> _Brief_
All entries below are to be set down again, identical to the source.
**** Material for the task
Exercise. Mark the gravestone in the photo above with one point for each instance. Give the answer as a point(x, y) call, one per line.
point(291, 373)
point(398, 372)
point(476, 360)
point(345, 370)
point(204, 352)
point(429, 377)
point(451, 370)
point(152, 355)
********
> _Exercise output_
Exercise. Mark the gravestone in the photo above with one point for each instance. Give the answer as a point(x, y) call, one per line.
point(291, 373)
point(398, 372)
point(476, 360)
point(345, 370)
point(204, 352)
point(429, 377)
point(451, 370)
point(152, 355)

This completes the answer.